Bounding-box records
##########

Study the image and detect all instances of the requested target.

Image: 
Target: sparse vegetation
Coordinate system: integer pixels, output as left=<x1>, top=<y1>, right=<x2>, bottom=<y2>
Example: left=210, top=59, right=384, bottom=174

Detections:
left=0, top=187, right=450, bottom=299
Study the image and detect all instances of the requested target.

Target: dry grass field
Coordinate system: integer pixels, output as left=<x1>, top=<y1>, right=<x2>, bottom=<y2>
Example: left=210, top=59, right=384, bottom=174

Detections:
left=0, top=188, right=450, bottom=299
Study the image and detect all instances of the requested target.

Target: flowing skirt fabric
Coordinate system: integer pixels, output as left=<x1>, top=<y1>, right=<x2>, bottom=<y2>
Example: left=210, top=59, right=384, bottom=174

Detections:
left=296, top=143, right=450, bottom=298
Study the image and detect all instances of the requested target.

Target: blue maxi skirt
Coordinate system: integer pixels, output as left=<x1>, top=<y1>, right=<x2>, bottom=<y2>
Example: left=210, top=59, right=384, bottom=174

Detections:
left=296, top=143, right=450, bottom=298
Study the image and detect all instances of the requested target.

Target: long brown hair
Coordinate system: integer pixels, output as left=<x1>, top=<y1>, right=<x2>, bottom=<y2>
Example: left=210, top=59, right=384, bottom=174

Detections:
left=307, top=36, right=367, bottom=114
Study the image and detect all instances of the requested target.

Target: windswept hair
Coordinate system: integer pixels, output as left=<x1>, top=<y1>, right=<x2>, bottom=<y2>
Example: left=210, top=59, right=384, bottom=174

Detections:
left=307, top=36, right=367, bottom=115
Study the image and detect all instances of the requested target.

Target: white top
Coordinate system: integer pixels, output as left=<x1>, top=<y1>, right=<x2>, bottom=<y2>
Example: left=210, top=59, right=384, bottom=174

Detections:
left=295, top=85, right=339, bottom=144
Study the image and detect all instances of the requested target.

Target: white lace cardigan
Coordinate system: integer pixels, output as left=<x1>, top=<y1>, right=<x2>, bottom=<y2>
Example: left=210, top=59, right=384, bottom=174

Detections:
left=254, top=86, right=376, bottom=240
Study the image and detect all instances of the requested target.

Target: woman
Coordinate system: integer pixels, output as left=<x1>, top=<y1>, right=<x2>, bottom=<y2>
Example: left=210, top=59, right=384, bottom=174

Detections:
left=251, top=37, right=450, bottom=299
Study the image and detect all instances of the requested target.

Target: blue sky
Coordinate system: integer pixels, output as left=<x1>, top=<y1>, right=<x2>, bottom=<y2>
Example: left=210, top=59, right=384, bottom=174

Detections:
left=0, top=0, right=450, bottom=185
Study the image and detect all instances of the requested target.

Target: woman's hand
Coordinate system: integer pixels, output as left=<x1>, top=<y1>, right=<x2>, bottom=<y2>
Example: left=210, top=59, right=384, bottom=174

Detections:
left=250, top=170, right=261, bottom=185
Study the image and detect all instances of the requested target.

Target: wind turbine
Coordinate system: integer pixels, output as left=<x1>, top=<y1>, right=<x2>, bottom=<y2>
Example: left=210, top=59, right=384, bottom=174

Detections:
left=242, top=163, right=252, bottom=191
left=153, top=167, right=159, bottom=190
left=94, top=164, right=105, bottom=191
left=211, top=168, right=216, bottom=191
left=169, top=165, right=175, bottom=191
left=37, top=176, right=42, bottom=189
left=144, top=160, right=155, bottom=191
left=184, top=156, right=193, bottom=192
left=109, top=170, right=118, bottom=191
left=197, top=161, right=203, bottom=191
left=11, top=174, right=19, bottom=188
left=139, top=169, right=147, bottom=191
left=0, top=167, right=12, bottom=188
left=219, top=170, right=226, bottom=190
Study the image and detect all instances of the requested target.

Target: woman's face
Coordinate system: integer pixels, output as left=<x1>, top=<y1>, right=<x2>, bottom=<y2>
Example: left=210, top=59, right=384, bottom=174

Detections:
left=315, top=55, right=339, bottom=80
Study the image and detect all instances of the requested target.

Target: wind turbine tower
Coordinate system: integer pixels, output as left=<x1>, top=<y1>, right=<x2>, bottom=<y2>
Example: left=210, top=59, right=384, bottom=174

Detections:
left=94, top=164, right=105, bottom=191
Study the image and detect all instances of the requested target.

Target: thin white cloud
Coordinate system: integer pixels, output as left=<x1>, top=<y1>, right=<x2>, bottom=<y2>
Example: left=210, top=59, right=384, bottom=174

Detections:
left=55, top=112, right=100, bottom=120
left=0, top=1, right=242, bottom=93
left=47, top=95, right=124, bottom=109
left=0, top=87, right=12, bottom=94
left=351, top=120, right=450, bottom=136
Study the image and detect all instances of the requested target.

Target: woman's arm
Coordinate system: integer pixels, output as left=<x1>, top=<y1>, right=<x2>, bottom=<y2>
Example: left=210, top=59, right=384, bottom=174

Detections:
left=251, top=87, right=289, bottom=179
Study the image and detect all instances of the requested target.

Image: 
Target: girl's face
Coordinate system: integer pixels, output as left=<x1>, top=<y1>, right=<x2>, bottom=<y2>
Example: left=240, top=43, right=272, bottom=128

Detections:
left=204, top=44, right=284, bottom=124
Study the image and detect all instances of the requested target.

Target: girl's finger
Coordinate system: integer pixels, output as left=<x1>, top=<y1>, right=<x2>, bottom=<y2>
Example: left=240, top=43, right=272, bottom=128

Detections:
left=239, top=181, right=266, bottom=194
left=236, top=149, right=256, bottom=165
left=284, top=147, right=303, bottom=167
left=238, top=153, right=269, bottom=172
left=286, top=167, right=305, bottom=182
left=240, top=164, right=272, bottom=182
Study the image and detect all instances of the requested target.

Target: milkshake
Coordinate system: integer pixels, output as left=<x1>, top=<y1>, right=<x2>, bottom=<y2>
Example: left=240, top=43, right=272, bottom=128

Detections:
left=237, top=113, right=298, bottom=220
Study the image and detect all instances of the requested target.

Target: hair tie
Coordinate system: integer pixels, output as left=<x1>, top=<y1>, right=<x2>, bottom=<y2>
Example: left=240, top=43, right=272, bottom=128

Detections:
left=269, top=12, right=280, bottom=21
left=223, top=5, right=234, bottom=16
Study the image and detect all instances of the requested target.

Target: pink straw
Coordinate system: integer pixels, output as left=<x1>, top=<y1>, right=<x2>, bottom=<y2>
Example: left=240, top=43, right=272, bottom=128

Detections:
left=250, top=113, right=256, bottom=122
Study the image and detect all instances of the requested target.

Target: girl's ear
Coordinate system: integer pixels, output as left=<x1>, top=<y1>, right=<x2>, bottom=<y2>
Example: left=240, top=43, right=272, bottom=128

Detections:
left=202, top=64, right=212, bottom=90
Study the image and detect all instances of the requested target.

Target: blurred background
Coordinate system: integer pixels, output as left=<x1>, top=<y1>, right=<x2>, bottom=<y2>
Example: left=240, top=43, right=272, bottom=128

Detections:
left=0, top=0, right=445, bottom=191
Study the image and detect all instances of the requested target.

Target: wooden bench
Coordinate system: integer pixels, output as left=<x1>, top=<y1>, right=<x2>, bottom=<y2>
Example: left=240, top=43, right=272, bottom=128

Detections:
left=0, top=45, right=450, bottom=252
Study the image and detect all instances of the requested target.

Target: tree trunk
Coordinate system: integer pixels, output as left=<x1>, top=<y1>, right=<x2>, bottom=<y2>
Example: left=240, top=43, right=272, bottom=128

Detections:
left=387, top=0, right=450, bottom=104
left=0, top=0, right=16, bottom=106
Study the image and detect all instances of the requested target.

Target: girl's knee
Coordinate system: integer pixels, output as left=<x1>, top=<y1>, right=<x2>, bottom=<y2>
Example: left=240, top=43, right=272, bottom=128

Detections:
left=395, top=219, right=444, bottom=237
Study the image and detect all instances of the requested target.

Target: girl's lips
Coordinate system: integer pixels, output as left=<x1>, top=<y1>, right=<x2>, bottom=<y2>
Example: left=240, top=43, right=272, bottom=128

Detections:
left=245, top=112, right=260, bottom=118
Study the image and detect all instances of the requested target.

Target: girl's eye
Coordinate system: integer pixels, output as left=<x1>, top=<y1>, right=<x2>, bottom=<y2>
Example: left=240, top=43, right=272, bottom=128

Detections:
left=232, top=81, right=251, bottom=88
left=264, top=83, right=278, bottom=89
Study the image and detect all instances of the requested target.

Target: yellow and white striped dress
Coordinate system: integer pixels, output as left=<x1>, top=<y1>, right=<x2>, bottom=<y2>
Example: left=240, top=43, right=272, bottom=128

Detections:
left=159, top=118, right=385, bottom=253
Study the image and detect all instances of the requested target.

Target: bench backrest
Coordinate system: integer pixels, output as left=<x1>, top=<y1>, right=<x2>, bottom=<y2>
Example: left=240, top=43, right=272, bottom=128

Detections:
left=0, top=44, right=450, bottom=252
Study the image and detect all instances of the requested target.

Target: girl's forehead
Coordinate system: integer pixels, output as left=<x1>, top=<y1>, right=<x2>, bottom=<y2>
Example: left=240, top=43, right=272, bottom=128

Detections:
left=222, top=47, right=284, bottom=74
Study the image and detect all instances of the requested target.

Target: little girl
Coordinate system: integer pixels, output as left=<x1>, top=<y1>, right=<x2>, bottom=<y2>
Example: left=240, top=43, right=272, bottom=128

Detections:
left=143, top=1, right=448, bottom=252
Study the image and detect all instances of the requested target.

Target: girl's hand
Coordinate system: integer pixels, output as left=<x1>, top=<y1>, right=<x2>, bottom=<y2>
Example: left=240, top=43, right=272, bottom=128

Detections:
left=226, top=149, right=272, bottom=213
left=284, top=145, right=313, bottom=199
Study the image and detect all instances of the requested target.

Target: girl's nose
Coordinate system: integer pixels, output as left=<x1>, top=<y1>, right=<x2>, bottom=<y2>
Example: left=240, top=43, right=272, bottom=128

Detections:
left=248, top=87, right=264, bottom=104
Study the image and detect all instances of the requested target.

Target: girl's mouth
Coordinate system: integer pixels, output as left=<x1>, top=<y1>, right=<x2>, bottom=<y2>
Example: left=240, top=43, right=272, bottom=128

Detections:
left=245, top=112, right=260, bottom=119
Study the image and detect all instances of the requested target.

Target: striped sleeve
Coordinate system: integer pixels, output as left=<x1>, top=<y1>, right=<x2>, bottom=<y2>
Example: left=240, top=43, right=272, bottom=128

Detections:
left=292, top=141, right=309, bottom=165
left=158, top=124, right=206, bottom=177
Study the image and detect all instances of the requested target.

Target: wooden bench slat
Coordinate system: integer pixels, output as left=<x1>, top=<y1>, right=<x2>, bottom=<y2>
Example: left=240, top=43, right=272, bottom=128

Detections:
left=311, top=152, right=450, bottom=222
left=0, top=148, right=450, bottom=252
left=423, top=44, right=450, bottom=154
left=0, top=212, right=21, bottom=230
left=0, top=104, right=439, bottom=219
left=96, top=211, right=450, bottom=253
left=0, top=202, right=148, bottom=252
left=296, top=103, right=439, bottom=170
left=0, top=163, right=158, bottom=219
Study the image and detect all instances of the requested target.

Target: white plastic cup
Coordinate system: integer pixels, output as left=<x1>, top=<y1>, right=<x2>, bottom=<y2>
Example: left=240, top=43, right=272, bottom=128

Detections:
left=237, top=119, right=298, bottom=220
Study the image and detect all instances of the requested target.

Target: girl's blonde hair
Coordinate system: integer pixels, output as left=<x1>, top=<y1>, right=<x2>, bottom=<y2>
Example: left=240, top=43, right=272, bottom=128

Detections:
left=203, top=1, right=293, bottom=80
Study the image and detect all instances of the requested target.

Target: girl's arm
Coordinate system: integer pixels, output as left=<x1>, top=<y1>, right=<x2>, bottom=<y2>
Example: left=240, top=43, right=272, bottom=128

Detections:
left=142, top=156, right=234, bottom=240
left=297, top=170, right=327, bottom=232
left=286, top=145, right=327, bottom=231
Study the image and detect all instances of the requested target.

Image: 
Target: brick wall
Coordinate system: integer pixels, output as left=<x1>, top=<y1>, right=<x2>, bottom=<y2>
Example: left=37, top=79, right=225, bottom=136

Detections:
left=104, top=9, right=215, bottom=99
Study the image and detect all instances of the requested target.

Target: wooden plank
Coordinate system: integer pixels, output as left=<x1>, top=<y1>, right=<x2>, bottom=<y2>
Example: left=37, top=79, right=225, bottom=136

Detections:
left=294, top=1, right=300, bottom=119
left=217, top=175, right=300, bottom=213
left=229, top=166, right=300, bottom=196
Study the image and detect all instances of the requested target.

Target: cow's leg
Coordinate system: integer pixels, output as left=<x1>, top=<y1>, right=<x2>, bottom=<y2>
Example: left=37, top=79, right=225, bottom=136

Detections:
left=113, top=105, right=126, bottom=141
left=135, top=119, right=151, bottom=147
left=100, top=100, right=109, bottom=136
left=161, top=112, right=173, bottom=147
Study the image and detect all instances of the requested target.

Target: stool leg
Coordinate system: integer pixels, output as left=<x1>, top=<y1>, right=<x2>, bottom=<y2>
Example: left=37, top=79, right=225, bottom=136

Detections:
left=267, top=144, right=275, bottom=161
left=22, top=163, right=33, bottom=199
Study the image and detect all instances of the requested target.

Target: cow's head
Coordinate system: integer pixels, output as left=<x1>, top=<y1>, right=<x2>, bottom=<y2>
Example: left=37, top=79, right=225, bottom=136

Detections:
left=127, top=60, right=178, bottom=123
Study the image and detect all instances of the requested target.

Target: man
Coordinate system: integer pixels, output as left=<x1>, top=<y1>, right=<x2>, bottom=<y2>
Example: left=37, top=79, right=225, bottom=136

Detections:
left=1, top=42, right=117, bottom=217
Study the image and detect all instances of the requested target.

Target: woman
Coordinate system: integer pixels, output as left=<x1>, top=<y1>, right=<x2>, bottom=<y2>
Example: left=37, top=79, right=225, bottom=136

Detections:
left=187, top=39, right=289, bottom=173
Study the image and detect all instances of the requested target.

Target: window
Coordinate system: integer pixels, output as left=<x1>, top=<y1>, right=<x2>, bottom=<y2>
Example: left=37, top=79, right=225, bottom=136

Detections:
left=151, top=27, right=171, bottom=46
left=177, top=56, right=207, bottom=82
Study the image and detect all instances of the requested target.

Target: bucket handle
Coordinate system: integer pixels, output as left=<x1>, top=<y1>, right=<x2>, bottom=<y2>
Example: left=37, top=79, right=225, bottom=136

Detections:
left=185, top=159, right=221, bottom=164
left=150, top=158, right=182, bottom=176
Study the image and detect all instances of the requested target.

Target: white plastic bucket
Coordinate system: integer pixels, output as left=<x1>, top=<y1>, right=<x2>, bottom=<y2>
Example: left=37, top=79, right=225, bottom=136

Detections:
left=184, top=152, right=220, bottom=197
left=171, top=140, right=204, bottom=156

##########

◆ Prompt: Which lines above contain the string "skirt"? Copy each of them.

◆ Response to the exercise:
Target: flowing skirt fabric
Target: blue maxi skirt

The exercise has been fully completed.